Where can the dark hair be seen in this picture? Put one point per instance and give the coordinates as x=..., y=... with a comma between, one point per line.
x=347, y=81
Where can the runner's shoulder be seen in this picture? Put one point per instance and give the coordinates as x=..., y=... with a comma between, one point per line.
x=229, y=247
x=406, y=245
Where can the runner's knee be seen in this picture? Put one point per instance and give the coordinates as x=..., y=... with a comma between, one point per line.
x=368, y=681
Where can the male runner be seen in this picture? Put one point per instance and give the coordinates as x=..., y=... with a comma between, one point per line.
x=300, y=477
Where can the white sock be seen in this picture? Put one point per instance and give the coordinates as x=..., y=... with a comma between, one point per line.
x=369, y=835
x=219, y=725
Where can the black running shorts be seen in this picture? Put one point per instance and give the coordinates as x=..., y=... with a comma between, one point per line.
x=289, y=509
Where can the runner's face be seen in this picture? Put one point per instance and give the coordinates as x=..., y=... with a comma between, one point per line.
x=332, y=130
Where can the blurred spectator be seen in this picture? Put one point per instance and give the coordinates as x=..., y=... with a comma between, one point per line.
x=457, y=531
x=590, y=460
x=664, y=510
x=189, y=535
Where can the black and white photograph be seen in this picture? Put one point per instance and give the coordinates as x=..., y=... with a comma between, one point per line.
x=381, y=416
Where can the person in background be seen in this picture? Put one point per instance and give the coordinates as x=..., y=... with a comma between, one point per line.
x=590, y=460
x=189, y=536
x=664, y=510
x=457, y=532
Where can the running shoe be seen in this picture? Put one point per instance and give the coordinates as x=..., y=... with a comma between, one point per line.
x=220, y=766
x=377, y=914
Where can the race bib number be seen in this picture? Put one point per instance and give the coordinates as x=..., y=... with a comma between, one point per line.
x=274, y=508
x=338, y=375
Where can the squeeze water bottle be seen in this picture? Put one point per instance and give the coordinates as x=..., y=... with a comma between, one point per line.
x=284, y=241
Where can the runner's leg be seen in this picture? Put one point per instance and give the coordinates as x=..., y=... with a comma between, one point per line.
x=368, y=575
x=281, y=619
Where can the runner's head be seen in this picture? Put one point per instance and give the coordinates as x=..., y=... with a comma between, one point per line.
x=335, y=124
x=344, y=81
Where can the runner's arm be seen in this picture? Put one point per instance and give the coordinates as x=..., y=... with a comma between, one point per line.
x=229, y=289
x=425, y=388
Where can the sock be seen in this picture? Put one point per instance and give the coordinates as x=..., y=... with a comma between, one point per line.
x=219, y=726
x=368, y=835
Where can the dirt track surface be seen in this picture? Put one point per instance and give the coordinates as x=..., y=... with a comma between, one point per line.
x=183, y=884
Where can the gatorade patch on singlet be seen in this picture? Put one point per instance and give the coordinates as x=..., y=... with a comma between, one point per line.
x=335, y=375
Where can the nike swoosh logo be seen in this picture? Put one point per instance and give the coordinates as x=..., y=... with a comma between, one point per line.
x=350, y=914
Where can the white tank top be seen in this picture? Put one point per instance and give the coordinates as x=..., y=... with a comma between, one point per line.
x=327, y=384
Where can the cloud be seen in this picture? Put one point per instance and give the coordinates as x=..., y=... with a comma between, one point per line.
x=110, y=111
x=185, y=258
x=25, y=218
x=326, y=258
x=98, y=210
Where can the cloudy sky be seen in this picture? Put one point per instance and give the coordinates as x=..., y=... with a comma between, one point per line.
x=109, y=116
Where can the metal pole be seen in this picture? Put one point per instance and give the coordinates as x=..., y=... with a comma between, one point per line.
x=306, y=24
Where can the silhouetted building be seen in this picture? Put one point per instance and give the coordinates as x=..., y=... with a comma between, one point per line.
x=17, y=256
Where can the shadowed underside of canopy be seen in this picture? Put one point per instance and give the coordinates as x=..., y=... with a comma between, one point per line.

____________

### WHAT YOU WILL DO
Rewrite everything from the line containing "Where can the race" down to the line containing "x=284, y=241", swapping "squeeze water bottle" for "plastic water bottle" and changing nothing else. Give back only those lines.

### CORRECT RESPONSE
Where can the race bib number be seen in this picture? Put one point per instance and give the coordinates as x=..., y=... with a comma between, one point per line.
x=274, y=508
x=338, y=375
Where can the plastic water bottle be seen in this picture? Put one point per instance and give the coordinates as x=..., y=... with a comma between, one point per line.
x=284, y=241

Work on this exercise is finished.